**OBJECTIVE**
Repeat the lines below word for word, leaving out the picture.

**STORED ROWS**

▼

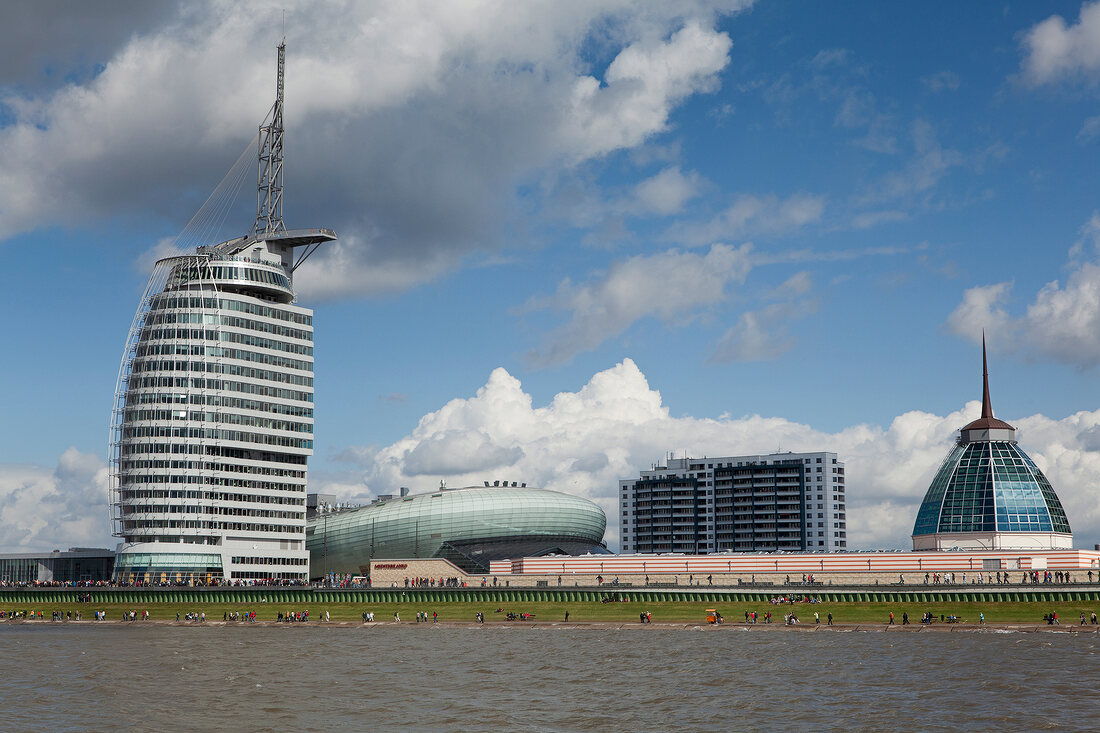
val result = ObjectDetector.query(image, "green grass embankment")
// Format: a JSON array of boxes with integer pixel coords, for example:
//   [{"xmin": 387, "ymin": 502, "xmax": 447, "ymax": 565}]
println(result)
[{"xmin": 8, "ymin": 601, "xmax": 1100, "ymax": 625}]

▲

**RIGHT ANSWER**
val result = ObjectDetector.query(image, "green grass embankment")
// Format: a JSON array of boxes with integer pixel coords, for example:
//   [{"xmin": 387, "ymin": 502, "xmax": 447, "ymax": 565}]
println(result)
[{"xmin": 8, "ymin": 601, "xmax": 1100, "ymax": 625}]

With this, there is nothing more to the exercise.